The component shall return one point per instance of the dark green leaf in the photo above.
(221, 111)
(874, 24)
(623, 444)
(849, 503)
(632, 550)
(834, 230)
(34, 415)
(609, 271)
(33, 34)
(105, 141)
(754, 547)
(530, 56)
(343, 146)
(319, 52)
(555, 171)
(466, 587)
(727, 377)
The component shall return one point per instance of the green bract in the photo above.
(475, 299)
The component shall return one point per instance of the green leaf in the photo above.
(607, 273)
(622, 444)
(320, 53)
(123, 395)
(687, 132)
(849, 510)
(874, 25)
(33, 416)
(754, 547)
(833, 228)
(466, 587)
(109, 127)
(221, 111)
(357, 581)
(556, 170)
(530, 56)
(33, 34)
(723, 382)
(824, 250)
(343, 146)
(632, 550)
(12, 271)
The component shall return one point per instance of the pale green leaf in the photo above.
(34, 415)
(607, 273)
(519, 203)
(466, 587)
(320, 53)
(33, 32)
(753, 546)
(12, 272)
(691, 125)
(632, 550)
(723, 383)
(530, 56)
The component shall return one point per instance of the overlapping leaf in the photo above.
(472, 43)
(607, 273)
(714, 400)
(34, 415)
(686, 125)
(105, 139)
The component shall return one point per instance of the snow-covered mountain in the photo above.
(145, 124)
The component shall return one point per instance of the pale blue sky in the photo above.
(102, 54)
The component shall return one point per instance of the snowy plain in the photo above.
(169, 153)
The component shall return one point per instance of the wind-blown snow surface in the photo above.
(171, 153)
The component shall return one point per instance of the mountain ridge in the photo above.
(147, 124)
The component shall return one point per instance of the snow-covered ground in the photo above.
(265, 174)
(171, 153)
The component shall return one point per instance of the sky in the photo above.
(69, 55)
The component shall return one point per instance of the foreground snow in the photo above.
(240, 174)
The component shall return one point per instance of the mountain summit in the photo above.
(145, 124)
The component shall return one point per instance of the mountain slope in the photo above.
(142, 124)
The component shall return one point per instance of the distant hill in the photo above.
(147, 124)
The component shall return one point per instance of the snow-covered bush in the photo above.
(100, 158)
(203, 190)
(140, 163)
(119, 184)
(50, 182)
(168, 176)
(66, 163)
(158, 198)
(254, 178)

Job —
Convert every row above into a two-column CSV with the header instruction,points. Give each row one line, putting its text and its answer each in a single quoted field, with line breaks replaced by spaces.

Response below —
instruction,points
"The component shall return one point per instance of the dark green leaf in the photo above.","(221, 111) (874, 24) (623, 444) (849, 503) (632, 550) (834, 230) (34, 415) (609, 271) (33, 34) (105, 141) (754, 547) (530, 56) (343, 146) (319, 52) (555, 171) (466, 587) (727, 377)"
"The component shall return one point per instance of the green bract in the photo above.","(475, 299)"
"The component shall return one point per instance of the green leaf in the photo above.","(607, 273) (622, 444) (320, 53) (123, 395) (687, 132) (849, 510) (874, 25) (33, 416) (754, 547) (833, 228) (466, 587) (109, 127) (221, 111) (357, 581) (556, 170) (530, 56) (33, 34) (723, 382) (824, 250) (343, 146) (632, 550) (12, 271)"
"The component shall return one point per instance of the pale green leaf in the photo above.","(34, 415) (607, 273) (519, 203) (466, 587) (320, 53) (33, 32) (753, 546) (12, 272) (691, 125) (632, 550) (723, 383) (530, 56)"
"The component shall return one point per instance of the overlapping leaf in the photo above.","(472, 43) (607, 273) (714, 400) (34, 415) (686, 125) (105, 139)"
"The component shall return one point per instance of the snow-covered mountain in the photo above.","(145, 124)"
"The component shall return one point per instance of the pale blue sky in the photo above.","(102, 54)"
"The component shall return one point per instance of the snowy plain in the photo above.","(169, 153)"
"The component shall return one point per instance of the wind-blown snow surface in the photo above.","(171, 153)"
"The component shall return one point per instance of the mountain ridge in the photo above.","(147, 124)"
"The component shall return one point per instance of the snow-covered ground in the photo above.","(265, 174) (171, 153)"
"The component shall return one point per instance of the sky in the photo above.","(69, 55)"
"The component shall return one point per instance of the foreground snow in the photo above.","(240, 174)"
"The component shall return one point per instance of the mountain summit in the photo above.","(145, 124)"
"The component shall return one point per instance of the mountain slope in the photo above.","(142, 124)"
"The component shall return one point per instance of the distant hill in the photo above.","(147, 124)"
"The component shall return one point per instance of the snow-covered bush in the photo above.","(100, 158) (203, 190) (140, 163) (119, 184) (50, 182) (168, 176) (66, 163) (158, 198) (254, 178)"